* Task instructions: Transcribe the records below exactly as they appear.

╔══

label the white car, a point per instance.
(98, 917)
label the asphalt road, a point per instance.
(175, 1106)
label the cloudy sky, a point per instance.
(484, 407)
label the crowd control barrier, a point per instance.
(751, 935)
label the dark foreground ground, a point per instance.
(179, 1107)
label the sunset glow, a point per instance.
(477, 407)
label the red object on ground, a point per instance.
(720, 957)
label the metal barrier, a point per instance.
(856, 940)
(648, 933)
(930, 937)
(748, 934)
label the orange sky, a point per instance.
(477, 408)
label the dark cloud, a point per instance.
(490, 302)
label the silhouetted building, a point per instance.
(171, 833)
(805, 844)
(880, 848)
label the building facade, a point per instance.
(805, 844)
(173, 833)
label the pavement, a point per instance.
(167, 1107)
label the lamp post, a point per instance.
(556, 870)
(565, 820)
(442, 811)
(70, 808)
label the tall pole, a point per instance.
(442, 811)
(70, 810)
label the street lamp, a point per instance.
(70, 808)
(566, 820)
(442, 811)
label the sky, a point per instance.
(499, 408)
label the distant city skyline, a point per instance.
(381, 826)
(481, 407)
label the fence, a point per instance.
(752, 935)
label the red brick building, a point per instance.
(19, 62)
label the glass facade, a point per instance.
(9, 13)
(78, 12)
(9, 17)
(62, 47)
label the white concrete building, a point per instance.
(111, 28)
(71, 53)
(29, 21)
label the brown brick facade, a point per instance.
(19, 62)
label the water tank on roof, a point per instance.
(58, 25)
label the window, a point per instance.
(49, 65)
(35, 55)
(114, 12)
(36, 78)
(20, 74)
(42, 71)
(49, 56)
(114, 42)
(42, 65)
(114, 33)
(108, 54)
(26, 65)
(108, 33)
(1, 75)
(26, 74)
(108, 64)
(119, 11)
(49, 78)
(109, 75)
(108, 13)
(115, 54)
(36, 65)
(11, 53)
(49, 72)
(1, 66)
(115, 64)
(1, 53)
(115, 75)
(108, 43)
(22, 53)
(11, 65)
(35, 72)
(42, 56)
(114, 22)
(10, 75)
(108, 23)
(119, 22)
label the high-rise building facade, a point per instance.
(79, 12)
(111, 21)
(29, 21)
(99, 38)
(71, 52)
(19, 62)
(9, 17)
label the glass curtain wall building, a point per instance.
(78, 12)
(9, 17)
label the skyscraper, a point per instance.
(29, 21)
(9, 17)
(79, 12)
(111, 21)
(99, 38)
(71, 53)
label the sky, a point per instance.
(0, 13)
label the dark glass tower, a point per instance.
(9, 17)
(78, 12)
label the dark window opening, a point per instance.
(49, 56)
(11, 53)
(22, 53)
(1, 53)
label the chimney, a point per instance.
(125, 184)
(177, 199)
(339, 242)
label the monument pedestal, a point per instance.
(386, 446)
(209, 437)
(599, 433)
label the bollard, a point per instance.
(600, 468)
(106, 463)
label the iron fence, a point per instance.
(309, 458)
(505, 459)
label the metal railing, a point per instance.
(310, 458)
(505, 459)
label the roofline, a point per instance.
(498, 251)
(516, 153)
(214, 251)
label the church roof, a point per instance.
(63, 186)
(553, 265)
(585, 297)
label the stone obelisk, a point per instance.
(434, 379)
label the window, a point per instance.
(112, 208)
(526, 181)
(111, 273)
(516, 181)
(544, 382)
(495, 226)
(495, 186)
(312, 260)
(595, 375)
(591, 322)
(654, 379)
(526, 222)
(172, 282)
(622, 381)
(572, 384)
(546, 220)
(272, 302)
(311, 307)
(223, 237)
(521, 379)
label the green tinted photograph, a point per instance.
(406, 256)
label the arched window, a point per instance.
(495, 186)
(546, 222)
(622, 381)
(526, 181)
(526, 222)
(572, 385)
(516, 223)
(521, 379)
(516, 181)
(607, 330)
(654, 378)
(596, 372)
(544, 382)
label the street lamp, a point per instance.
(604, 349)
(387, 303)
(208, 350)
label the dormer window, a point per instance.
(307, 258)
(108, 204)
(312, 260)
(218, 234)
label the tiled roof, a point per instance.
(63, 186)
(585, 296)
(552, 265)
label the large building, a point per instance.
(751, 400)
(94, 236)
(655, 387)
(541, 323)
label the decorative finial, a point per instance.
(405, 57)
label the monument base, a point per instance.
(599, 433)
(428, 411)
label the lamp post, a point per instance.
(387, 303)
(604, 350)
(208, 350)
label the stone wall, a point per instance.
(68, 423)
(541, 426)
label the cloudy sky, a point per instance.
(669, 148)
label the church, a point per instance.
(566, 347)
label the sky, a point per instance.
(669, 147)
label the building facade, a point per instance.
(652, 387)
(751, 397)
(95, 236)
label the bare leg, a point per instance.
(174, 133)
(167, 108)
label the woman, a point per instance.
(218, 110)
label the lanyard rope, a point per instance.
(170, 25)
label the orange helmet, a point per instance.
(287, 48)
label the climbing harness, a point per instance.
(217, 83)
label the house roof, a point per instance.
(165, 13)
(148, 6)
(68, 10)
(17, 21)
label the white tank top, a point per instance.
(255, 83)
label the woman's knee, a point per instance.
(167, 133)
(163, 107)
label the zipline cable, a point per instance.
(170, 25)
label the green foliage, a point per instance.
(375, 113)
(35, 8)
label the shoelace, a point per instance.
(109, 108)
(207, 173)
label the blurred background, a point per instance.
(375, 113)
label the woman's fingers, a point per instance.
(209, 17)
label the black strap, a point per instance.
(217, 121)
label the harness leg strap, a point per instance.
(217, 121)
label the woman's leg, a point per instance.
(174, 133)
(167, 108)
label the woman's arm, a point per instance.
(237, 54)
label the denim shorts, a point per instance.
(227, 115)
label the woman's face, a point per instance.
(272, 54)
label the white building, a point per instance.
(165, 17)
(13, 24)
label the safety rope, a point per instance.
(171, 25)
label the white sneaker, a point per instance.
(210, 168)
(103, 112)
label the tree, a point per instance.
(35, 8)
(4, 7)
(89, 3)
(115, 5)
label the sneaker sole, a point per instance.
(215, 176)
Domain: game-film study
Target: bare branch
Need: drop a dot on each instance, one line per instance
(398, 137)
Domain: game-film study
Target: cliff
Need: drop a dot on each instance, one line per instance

╚══

* Problem solution:
label the white car, a point per instance.
(98, 917)
label the asphalt road, a point per instance.
(175, 1106)
label the cloudy sky, a point per instance.
(484, 407)
label the crowd control barrier, a point per instance.
(751, 935)
label the dark foreground ground, a point per instance.
(179, 1107)
label the sunset glow, a point per instance.
(477, 407)
label the red object on ground, a point per instance.
(720, 957)
label the metal barrier, a point per instance.
(856, 940)
(648, 933)
(930, 937)
(748, 934)
label the orange sky, a point per instance.
(477, 408)
label the dark cloud, a point per instance.
(490, 302)
label the silhouetted building, a point per instance.
(171, 833)
(805, 844)
(880, 848)
label the building facade, a point per instance.
(805, 844)
(173, 833)
label the pavement, a point per instance.
(167, 1107)
label the lamp post, a point per instance.
(556, 870)
(565, 820)
(442, 811)
(70, 808)
label the tall pole, a point per instance.
(442, 811)
(70, 810)
label the street lamp, a point per instance.
(70, 808)
(566, 820)
(442, 811)
label the sky, a point per instance.
(499, 408)
label the distant city skyline, a point per instance.
(381, 826)
(481, 407)
label the fence, a point per instance.
(752, 935)
label the red brick building, a point per instance.
(19, 62)
label the glass facade, a point per instance.
(9, 13)
(78, 12)
(9, 17)
(62, 47)
label the white concrete building, a point per instance.
(111, 28)
(71, 53)
(29, 21)
label the brown brick facade, a point per instance.
(19, 62)
label the water tank on roof, a point per instance.
(58, 25)
label the window, a point per instance.
(49, 65)
(35, 55)
(114, 12)
(36, 78)
(20, 74)
(42, 71)
(49, 56)
(114, 42)
(42, 65)
(114, 33)
(108, 54)
(26, 65)
(108, 33)
(1, 75)
(26, 74)
(108, 64)
(119, 11)
(49, 78)
(109, 75)
(108, 13)
(115, 54)
(36, 65)
(11, 53)
(49, 72)
(1, 66)
(115, 64)
(1, 53)
(115, 75)
(108, 43)
(22, 53)
(11, 65)
(35, 72)
(42, 56)
(114, 22)
(10, 75)
(108, 23)
(119, 22)
label the high-rise building facade, a point per instance.
(79, 12)
(111, 21)
(29, 21)
(99, 38)
(71, 52)
(19, 62)
(9, 17)
label the glass curtain wall building, a point per instance.
(78, 12)
(9, 17)
label the skyscraper, a point per instance.
(29, 21)
(9, 17)
(79, 12)
(111, 21)
(99, 38)
(71, 53)
label the sky, a point per instance.
(0, 13)
label the dark glass tower, a point per instance.
(9, 17)
(78, 12)
label the dark window opening, a point per instance.
(49, 56)
(11, 53)
(22, 53)
(1, 53)
label the chimney, a point per instance.
(125, 184)
(177, 199)
(339, 242)
label the monument pedestal, a point per instance.
(386, 446)
(209, 437)
(599, 433)
label the bollard, a point per instance.
(600, 468)
(106, 463)
label the iron fence, a point per instance.
(309, 458)
(505, 459)
label the metal railing, a point per instance.
(310, 458)
(505, 459)
label the roofline, a point per instance.
(498, 251)
(516, 153)
(214, 251)
label the church roof, a point per instance.
(63, 186)
(553, 265)
(585, 297)
label the stone obelisk, a point per instance.
(434, 379)
label the window, a point per instance.
(112, 208)
(526, 181)
(111, 273)
(516, 181)
(544, 382)
(495, 226)
(495, 186)
(312, 260)
(595, 375)
(591, 322)
(654, 379)
(526, 222)
(172, 282)
(622, 381)
(572, 384)
(546, 220)
(272, 302)
(311, 307)
(223, 237)
(521, 379)
label the green tinted photograph, a point per instance.
(406, 256)
label the arched window, a point per instance.
(495, 186)
(546, 222)
(622, 381)
(526, 181)
(526, 222)
(572, 385)
(516, 223)
(521, 379)
(516, 181)
(607, 330)
(654, 378)
(596, 372)
(544, 382)
label the street lamp, a point per instance.
(604, 349)
(387, 303)
(208, 350)
label the dormer window, a point per instance.
(307, 258)
(108, 204)
(312, 260)
(218, 234)
label the tiled roof, a point per instance.
(63, 186)
(585, 296)
(552, 265)
label the large building, a point per instance.
(751, 400)
(94, 236)
(655, 387)
(541, 323)
label the decorative finial, a point per instance.
(405, 57)
label the monument base, a point per instance.
(599, 433)
(428, 411)
label the lamp post, a point per instance.
(387, 303)
(604, 350)
(208, 350)
label the stone wall, a point per instance.
(68, 423)
(541, 426)
label the cloudy sky, a point per instance.
(669, 148)
label the church, a point per instance.
(566, 347)
label the sky, a point per instance.
(669, 147)
label the building facade, a point per instance.
(652, 387)
(751, 397)
(95, 236)
label the bare leg, a point per instance.
(174, 133)
(167, 108)
label the woman, a point per instance.
(218, 110)
label the lanyard rope, a point per instance.
(170, 25)
label the orange helmet, a point per instance.
(287, 48)
label the climbing harness, a point per instance.
(217, 83)
label the house roof, a point per instance.
(165, 13)
(148, 6)
(68, 10)
(17, 21)
label the white tank top, a point per instance.
(255, 83)
label the woman's knee, a point per instance.
(167, 133)
(163, 107)
label the zipline cable, a point per instance.
(170, 25)
label the green foliage, a point per instance.
(375, 113)
(35, 8)
label the shoelace, a point per instance.
(109, 108)
(207, 173)
label the blurred background, a point per instance.
(375, 113)
label the woman's fingers, a point per instance.
(209, 17)
label the black strap, a point per instance.
(217, 121)
label the harness leg strap, a point per instance.
(217, 121)
label the woman's leg, a point per instance.
(174, 133)
(167, 108)
label the woman's arm, a point per instance.
(237, 54)
label the denim shorts, a point per instance.
(227, 115)
label the woman's face, a point per instance.
(272, 54)
label the white building, a point per instance.
(165, 17)
(13, 24)
label the safety rope, a point per instance.
(171, 25)
label the white sneaker, a point per instance.
(210, 168)
(103, 112)
label the tree, a point per instance.
(35, 8)
(4, 7)
(89, 3)
(115, 5)
label the sneaker sole, a point per instance.
(215, 176)
Domain: game-film study
Target: bare branch
Need: drop a dot on each instance, one line per instance
(398, 137)
Domain: game-film study
Target: cliff
Need: drop a dot on each instance, one line per instance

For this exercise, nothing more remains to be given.